◆ Problem requirements ◆
Reproduce the records below with every instance of "sole key" changed to "single key" and nothing else altered.

◆ Data supplied ◆
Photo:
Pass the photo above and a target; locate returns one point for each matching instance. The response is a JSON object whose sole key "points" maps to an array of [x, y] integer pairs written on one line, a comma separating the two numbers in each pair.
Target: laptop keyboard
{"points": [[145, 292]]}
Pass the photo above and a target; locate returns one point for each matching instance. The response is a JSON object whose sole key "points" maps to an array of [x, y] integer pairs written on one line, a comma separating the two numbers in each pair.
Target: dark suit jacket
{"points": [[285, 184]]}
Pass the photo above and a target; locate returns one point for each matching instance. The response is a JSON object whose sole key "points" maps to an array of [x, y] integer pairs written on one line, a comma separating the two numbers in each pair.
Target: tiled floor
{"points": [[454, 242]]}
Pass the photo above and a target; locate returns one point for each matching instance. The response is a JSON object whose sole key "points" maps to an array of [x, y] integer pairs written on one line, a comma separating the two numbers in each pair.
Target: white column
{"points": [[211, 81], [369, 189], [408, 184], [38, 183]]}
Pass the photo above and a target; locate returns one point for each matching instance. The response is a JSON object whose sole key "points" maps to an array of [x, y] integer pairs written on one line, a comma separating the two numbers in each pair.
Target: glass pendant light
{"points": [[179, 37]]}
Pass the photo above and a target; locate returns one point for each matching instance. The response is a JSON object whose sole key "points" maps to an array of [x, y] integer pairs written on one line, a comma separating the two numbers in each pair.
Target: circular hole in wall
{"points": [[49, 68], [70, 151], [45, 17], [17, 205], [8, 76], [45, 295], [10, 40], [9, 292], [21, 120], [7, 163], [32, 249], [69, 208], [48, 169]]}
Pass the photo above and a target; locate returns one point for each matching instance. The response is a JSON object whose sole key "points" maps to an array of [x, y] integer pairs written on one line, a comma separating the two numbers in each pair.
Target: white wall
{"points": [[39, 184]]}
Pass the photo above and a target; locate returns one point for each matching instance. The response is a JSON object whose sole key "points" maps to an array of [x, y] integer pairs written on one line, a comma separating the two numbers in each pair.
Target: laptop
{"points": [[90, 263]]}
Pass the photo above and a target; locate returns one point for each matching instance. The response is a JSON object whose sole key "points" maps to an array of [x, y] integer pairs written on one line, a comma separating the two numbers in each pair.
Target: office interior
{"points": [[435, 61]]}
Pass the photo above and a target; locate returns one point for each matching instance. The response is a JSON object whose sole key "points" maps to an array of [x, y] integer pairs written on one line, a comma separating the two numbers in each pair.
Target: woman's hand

◆ Task solution ◆
Photo:
Pass the photo above and a target; locate returns one point for each matching instance. The response is a JSON object whose single key "points" maps to an array of [x, y] integer pairs written on one line, a comma separating the two numbers in each pair.
Target: laptop keyboard
{"points": [[145, 292]]}
Pass the photo above and a target; locate returns one point for each matching instance. The response is a JSON object whose single key "points" maps to an array of [x, y] integer pairs written on one line, a comma separating the two numbers in each pair.
Target: dark suit jacket
{"points": [[285, 184]]}
Pass the photo above and a target; locate returns one point for each matching instance. The response is a JSON object whose single key "points" maps to an array of [x, y] integer pairs written on one line, a comma separating the two numbers in each pair.
Target: tiled floor
{"points": [[454, 242]]}
Pass the photo above and a target; locate returns one point for each matching instance. The response is a JSON object whose single key "points" maps to an array of [x, y] integer pairs written on one line, a comma separating the two numbers in each pair.
Target: white column
{"points": [[211, 81], [369, 189], [408, 184], [38, 183]]}
Pass the photo above and a target; locate returns one point for each matching instance. The response is a JSON object whose single key "points" maps to an array of [x, y] integer pairs written on one line, a comma separating the two numbers in each pair.
Target: glass pendant light
{"points": [[179, 37]]}
Pass the photo above and a target; locate returns one point for each matching instance. The response is a JSON object whose single key "points" maps to an array of [x, y] integer pairs written on one line, a comma separating the two numbers in each pair.
Target: circular hole in wall
{"points": [[49, 68], [70, 151], [45, 17], [17, 205], [8, 76], [45, 295], [10, 40], [9, 292], [21, 120], [7, 163], [32, 249], [69, 208], [48, 169]]}
Pass the photo above and a target; locate returns one point for each matching instance. The response is a JSON object whose single key "points" maps to an array of [x, y] integer pairs written on one line, a comma separating the two numbers in each pair.
Target: white wall
{"points": [[39, 184]]}
Pass the photo above and a target; locate returns one point for each matching instance. The response is a JSON object whose single key "points" maps to an array of [x, y] integer pairs written on one line, a comma separating the two numbers in each pair.
Target: laptop
{"points": [[90, 263]]}
Pass the photo above and a target; locate returns one point for each matching instance. The response is a JSON object whose single key "points" maps to an array of [x, y] integer pairs written on one line, a comma separating the two numbers in each pair.
Target: office interior
{"points": [[435, 61]]}
Pass the photo above and a target; locate returns one point for each matching instance. The response is a JSON object whose single key "points" maps to an array of [x, y] integer pairs written on one line, a comma separating the two numbers in each pair.
Target: woman's hand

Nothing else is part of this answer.